#### [Required work]
Copy each of the entries below faithfully, setting aside any pictures.

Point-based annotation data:
--------------------------------------------------

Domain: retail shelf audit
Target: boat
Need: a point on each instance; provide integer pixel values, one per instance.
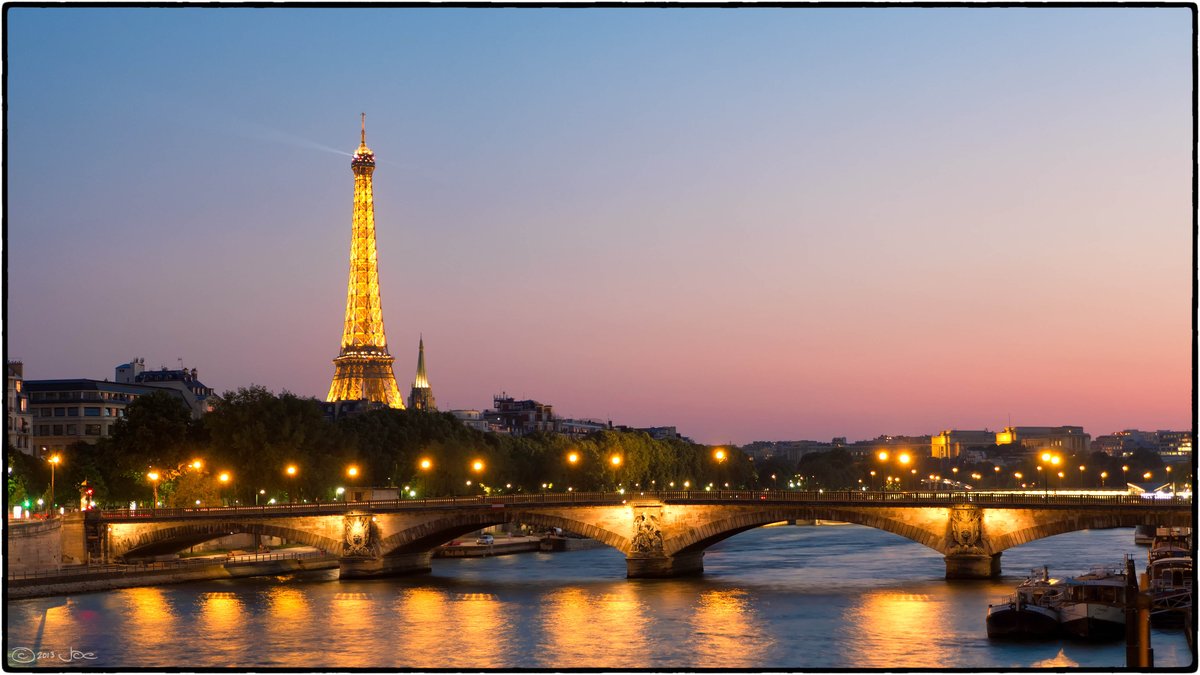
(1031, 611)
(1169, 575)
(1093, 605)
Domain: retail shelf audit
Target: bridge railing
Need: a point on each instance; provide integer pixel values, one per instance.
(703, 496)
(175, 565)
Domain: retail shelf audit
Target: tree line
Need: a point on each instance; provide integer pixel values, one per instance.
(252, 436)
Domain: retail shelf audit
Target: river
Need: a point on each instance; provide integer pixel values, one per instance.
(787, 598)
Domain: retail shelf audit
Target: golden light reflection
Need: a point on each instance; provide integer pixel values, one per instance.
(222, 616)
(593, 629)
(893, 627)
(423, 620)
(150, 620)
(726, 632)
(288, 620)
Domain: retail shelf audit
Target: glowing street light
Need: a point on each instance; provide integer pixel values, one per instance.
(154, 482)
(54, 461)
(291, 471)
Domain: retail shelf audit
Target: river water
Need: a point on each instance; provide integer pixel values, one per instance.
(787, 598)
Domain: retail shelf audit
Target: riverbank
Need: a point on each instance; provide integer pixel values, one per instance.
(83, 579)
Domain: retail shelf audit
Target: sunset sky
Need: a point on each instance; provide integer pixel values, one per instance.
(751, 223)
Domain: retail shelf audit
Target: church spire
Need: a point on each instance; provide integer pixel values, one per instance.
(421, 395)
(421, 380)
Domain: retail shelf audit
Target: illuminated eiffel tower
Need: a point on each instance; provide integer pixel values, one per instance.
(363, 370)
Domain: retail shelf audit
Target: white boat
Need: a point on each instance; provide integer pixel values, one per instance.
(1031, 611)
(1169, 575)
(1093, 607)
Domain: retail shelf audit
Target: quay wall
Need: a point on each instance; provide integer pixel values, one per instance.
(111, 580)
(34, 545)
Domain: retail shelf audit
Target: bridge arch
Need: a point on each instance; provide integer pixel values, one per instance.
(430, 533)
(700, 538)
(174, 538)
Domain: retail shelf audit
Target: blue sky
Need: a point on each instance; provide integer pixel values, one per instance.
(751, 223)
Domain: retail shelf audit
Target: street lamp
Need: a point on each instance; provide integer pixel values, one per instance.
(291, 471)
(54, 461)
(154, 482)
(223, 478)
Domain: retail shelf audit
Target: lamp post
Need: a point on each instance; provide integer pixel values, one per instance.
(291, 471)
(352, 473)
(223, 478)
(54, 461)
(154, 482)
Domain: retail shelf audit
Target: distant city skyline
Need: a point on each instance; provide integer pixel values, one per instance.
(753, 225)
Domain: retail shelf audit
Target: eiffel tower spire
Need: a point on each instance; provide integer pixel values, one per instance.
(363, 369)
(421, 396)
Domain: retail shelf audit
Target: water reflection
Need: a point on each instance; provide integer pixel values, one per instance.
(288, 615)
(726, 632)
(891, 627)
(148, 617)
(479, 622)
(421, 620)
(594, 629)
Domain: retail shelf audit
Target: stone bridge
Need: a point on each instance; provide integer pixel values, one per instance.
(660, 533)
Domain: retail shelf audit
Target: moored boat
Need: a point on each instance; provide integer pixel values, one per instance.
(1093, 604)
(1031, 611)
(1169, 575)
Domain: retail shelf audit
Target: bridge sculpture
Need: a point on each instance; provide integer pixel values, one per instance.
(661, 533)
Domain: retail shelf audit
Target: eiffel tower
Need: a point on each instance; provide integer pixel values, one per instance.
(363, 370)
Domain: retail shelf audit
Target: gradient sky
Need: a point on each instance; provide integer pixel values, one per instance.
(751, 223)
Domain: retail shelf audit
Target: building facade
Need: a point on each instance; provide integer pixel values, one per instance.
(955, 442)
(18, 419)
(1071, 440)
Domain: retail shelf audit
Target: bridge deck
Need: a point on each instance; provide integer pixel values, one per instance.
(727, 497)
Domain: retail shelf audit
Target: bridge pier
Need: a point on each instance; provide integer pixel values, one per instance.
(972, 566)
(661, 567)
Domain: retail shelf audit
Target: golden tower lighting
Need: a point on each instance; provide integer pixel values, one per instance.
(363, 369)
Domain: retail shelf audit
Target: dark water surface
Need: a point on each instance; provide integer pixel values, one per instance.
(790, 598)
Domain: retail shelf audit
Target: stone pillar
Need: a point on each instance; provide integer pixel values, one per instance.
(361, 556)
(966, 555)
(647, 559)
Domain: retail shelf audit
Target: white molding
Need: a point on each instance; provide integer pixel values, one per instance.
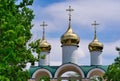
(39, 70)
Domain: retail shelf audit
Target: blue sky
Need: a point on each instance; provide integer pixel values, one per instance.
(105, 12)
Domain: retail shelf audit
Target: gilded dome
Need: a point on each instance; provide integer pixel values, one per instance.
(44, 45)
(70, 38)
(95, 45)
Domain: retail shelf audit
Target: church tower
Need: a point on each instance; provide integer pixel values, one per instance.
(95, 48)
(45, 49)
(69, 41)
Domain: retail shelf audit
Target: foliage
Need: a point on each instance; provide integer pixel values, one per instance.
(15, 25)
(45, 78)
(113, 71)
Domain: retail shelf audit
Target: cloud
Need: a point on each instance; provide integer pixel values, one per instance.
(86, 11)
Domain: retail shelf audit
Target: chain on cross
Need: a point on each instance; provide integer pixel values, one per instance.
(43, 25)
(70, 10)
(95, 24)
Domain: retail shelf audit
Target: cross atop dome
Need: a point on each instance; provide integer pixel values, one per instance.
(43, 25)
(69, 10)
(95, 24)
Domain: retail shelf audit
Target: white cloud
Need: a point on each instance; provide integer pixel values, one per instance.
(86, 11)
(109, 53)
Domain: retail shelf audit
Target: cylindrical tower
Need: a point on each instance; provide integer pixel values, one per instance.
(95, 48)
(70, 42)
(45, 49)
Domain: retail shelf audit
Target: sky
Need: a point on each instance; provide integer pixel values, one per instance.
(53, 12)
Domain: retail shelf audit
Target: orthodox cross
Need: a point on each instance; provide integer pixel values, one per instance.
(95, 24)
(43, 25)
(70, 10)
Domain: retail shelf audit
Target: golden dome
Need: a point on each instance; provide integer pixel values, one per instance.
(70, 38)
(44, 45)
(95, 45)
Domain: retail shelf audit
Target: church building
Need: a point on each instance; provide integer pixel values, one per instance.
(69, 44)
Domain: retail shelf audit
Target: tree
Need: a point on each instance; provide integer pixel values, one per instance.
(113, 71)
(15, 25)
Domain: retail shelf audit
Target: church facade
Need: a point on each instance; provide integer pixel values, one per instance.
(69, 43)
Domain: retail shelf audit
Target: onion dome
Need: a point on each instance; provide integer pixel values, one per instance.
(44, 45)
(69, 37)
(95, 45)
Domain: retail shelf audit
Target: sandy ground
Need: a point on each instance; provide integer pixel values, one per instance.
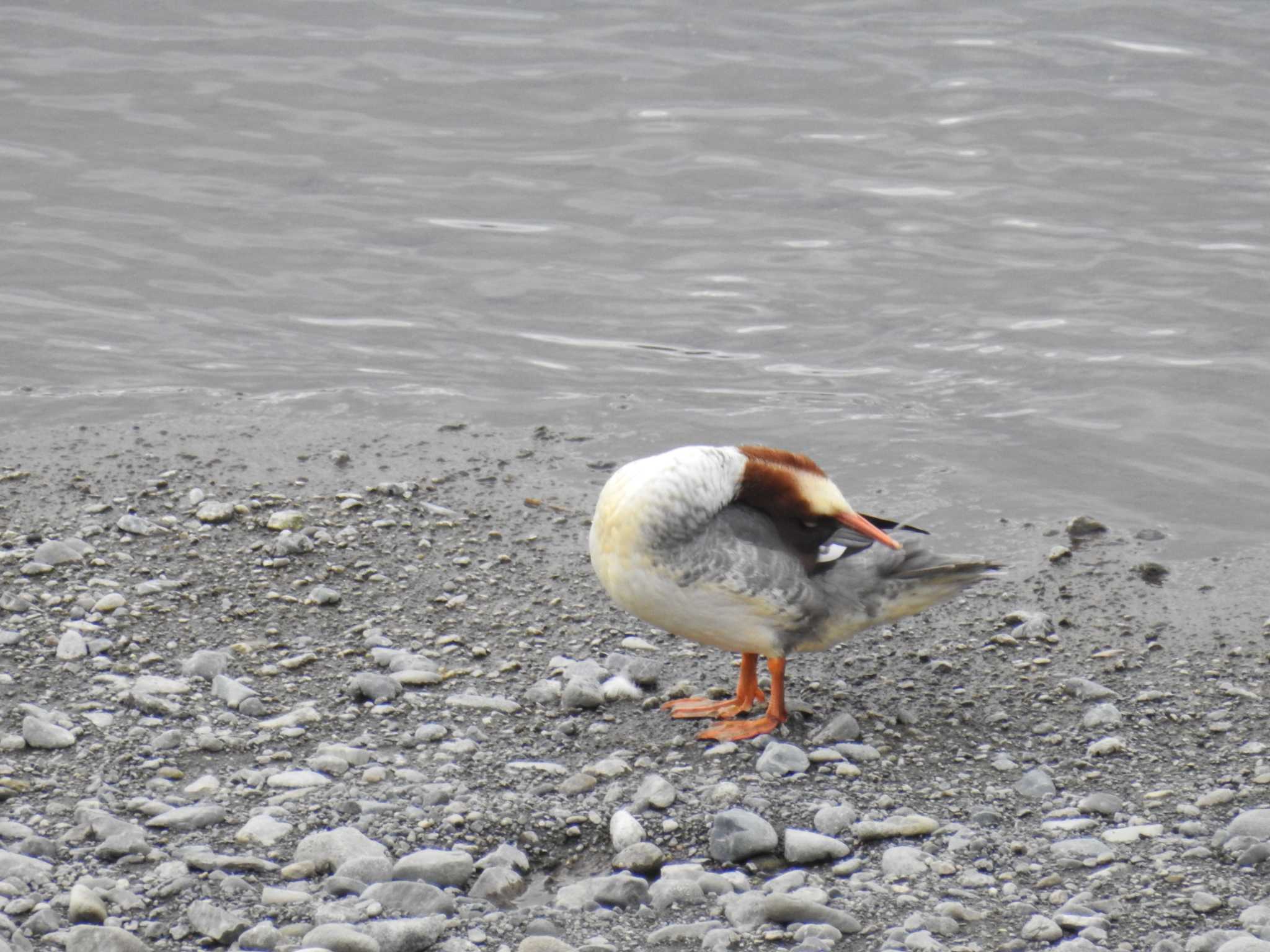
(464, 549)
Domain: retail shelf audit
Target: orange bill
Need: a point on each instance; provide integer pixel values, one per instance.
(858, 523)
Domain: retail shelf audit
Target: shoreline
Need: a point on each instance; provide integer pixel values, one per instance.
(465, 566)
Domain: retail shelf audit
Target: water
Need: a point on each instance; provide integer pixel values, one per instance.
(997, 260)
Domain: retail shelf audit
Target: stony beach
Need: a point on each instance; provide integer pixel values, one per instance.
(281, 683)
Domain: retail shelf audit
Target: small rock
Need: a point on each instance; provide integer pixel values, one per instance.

--------------------------------------------------

#### [Answer for the task]
Domain: retail shelf audit
Target: boat
Need: a point on each instance; provide integer pixel values, one per instance.
(1031, 611)
(1169, 575)
(1093, 605)
Domain: retail shelf audit
Target: bridge railing
Need: a point on each instance; provide integer pixel values, one per instance.
(703, 496)
(175, 565)
Domain: retail shelf audit
Target: tree line
Need: a point on each instance; provide integer pixel values, one per instance.
(252, 436)
Domain: retail shelf audit
Target: river
Need: a point on each instance; provide integer pixel values, one per instance.
(787, 598)
Domain: retail shelf audit
Target: golden light reflection
Need: a point on each instance; provide integer pixel values, one per instance.
(222, 616)
(593, 629)
(893, 627)
(423, 620)
(150, 620)
(726, 632)
(288, 620)
Domain: retail shelf audit
Target: glowing street light
Need: a point on each instance; provide integer pixel values, one per instance.
(154, 482)
(54, 461)
(291, 471)
Domain: retail shelf audit
Target: river water
Need: a point on each instance; provide integer pixel values, one per instance.
(787, 598)
Domain: retail shelf audit
Target: riverbank
Need: a point on each instance; provide integer pixel values, one per instance.
(83, 579)
Domain: retail shelf audit
Target: sunset sky
Need: a point on each instance; provide integer pixel values, one per instance.
(751, 223)
Domain: retail shelf audit
Target: church spire
Need: a point on each instance; provide integer pixel values, one per instance.
(421, 395)
(421, 380)
Domain: retail shelf audit
Target: illuminated eiffel tower
Need: a point on each instance; provide integer pixel values, one per instance.
(363, 370)
Domain: retail shelf audit
Target: white boat
Need: a point on each instance; provide integer pixel values, one per instance.
(1031, 611)
(1169, 575)
(1093, 607)
Domain: retail shelf audit
Target: quay wall
Need: a point on each instance; provide integer pixel values, one per instance.
(111, 580)
(34, 545)
Domain: retail shelf audit
Target: bridge arch
Need: a point on each instance; provide integer pixel values, one per instance.
(430, 533)
(700, 538)
(174, 538)
Domain: retail shelf audit
Target: blue sky
Need: a point on each instance; provide integer pixel values, one per instance.
(751, 223)
Domain: retail shelf audit
Target: street lamp
Need: a point on each instance; provide integer pixel values, one per instance.
(291, 471)
(54, 461)
(154, 482)
(223, 478)
Domain: retail shelf audit
Target: lamp post
Need: a point on each instance; provide integer pixel values, one per instance.
(291, 471)
(352, 473)
(223, 478)
(54, 461)
(154, 482)
Domain: retail shelf audit
Target: distant city skyline
Need: a point on each instance; provide integer pixel values, one per instance.
(753, 225)
Domain: retail shelf audit
Target: eiffel tower spire
Need: a point on each instance; provide integer pixel values, one per instance.
(363, 369)
(421, 396)
Domain: retail shelf audit
Target: water reflection
Need: a point on each instance; provide integer pixel values, one per instance.
(288, 615)
(726, 632)
(891, 627)
(148, 617)
(479, 622)
(421, 620)
(594, 629)
Domain: retail shelf audit
Target: stone bridge
Need: a point on each instance; provide integer pixel values, one per instance.
(660, 533)
Domain: retail shelf audit
Target: moored boat
Need: a point on each instance; provide integer pixel values, one per instance.
(1093, 604)
(1031, 611)
(1169, 575)
Domain: retail shelf audit
Target: bridge sculpture
Need: a point on each instance; provide integer pixel values, one per instance.
(661, 533)
Domain: retail shelf audit
Target: eiffel tower
Need: a point on each instance; provide integer pixel values, one per instance.
(363, 370)
Domain: retail shelf audit
Target: gradient sky
Need: a point on each instance; provide integer pixel values, one per instance.
(751, 223)
Domain: retail shelf audit
Target: building facade
Need: a point on each instance; provide integer pixel values, one per instance.
(955, 442)
(18, 419)
(1071, 440)
Domain: retail shelf audit
Target: bridge deck
Need: a point on each instance; provide integer pixel values, one per instance.
(727, 497)
Domain: retail shelf audit
Target: bridge pier
Need: a point on each instance; provide integer pixel values, one per instance.
(972, 566)
(661, 567)
Domain: retail shelf audit
Target: golden tower lighting
Need: a point on each instance; provide integer pixel values, one per instance.
(363, 369)
Domain: retail shelf audit
Target: dark water surface
Need: a point on each instance; provide integer pixel values, one per instance.
(790, 598)
Domain: retail shelf audit
Target: stone pillar
Need: a point on each instance; provide integer pixel values, one per instance.
(361, 556)
(966, 555)
(647, 559)
Domain: retail shelf audit
Target: white molding
Need: a point on each instance; provide integer pixel values, one per instance.
(39, 70)
Domain: retail shelf audit
Target: blue sky
Need: a point on each instance; provide integer pixel values, one per instance.
(105, 12)
Domain: retail shelf audit
Target: gilded dome
Need: a point on each instance; provide integer pixel values, one per instance.
(44, 45)
(70, 38)
(95, 45)
Domain: retail shelf audit
Target: church tower
Need: a point on each instance; provide integer pixel values, one per instance.
(95, 48)
(45, 49)
(69, 41)
Domain: retail shelf audit
Target: foliage
Need: a point on each instance; provide integer pixel values, one per instance.
(15, 25)
(45, 78)
(113, 71)
Domain: retail shelf audit
Target: cloud
Need: a point on each instance; provide integer pixel values, one per instance.
(86, 11)
Domain: retail shelf audit
Target: chain on cross
Need: a point on each instance; provide integer pixel values, one per instance.
(43, 25)
(70, 10)
(95, 24)
Domain: retail shelf audit
Target: cross atop dome
Need: a point on each instance; provide integer pixel values, one per instance.
(43, 25)
(69, 10)
(95, 24)
Domain: retail shelf audit
Target: white cloud
Need: a point on each instance; provide integer pixel values, one per instance.
(86, 11)
(109, 53)
Domain: retail shelf audit
Target: cylindrical tower
Need: a point on each instance; provide integer pixel values, one per instance.
(95, 48)
(70, 42)
(45, 49)
Domain: retail shelf audit
Target: sky
Need: a point on each instance; provide integer pixel values, one per instance.
(53, 12)
Domain: retail shelf audit
Target: orthodox cross
Need: a point on each instance; provide integer pixel values, one per instance.
(95, 24)
(43, 25)
(70, 10)
Domain: retail shelf audit
Target: golden dome
Need: a point on each instance; provide integer pixel values, one per instance.
(70, 38)
(44, 45)
(95, 45)
Domain: retail shelf audit
Target: church building
Need: a point on each instance; provide integer pixel values, one per instance.
(69, 44)
Domain: retail shelf audit
Target: tree
Need: a point on each instance; provide integer pixel values, one per instance.
(113, 71)
(15, 25)
Domain: retail shelf audit
Target: church facade
Need: a point on each instance; provide integer pixel values, one per instance.
(69, 43)
Domain: retail shelf audit
Target: onion dome
Need: a point on each instance; provide integer pixel values, one per instance.
(44, 45)
(69, 37)
(95, 45)
Domain: retail shelf audit
Target: sandy ground
Need: a point on each instance; provide integer pixel values, one per instance.
(464, 549)
Domain: retail shelf audit
Target: orange bill
Need: a point on each instance; provide integer pixel values, one per instance.
(858, 523)
Domain: retail shelf audit
Target: shoreline
Need: a point on each instance; provide integer pixel values, one per instance.
(465, 566)
Domain: retail shelf audit
Target: water
Need: a point on each instance; provide integer pixel values, one per instance.
(997, 260)
Domain: retail shelf audit
Target: stony beach
Need: a point on each instance; provide integer pixel values, one per instance.
(281, 683)
Domain: retail shelf audit
Target: small rock
Need: a point on each instance; provide integer pixel values, one per instance.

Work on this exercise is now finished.